It's weird. We've been living here for almost a year now (and I can't believe how fast that year went by) and I still have to stop myself from saying Schinnen every time we go to McChord.

McChord is NOT Schinnen. And this is a very good thing. We now go to McChord. MCCHORD.

Not Schinnen.

And today, when we go to McChord, I am going to get lunch at the teriyaki place...some veggie sushi and chicken. Believe me, this is not food you can get at the food court at Schinnen (if you want to call Baskin-Robbins, Anthony's Pizza and Burger King a food court).

McChord is far superior to Schinnen in nearly every way. Except for one thing - there is no Bookmark at McChord. There is a section of the base exchange where one can buy books, but not a separate bookstore (and the selection is smaller). But even that's okay, because I can go to Barnes & Noble or Borders to get my books anyway. Or Half Price Books. The Bookmark was pretty much the only option available when we lived in Germany.

Which makes me wonder how Patty is doing. We were so close, and her family is even from this area, but despite my best efforts to stay in touch with her since we moved here, she hasn't responded to any of my emails.

LISTING:
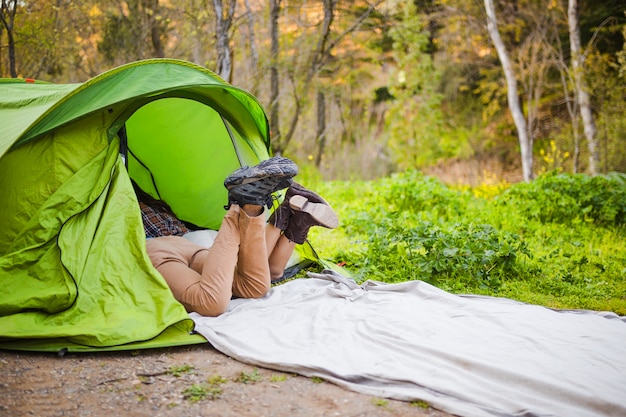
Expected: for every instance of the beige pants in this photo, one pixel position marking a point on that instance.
(204, 280)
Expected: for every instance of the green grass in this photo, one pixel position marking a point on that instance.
(559, 241)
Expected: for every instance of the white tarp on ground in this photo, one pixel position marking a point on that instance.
(467, 355)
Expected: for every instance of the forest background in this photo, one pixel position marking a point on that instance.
(361, 89)
(477, 145)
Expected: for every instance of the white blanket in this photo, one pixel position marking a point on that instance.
(466, 355)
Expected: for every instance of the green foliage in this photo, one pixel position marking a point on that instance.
(180, 370)
(249, 377)
(199, 392)
(453, 257)
(565, 198)
(559, 241)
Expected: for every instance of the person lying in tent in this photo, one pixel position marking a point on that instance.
(248, 252)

GIVEN REQUEST A: List every bookstore the post about McChord and Schinnen mentions by name, ignoring the data.
GIVEN REQUEST B: Pick up the post about McChord and Schinnen after its final sentence and write a few more sentences in the same voice.

TASK RESULT A: Bookmark, Barnes & Noble, Borders, Half Price Books

TASK RESULT B:
That part of my life slips away a little more each day. Each day that passes removes me from it that much more. And it makes me sad. But I've come a long way in a year. I'm starting to feel more settled. I've made one very good friend here...one of those kinds of friends who will eventually feel more like family. And I needed that too. Because I think that most of what I miss about living in Germany was that feeling of belonging, that feeling that I was a part of things. It took a very long time to get that comfortable. And then I had to come here and start over from scratch. And I'm starting to get into a good place again.

Of course, I always have these thoughts, in the recesses of my mind, that this process will happen again the next time we move. And again. And again. And I don't think it'll ever get easier.

It's funny, because I know that as soon as I finally get in the habit of saying McChord, it'll be time to move again.

(Yeah...yeah, I know. What's up with all my introspective posts lately?)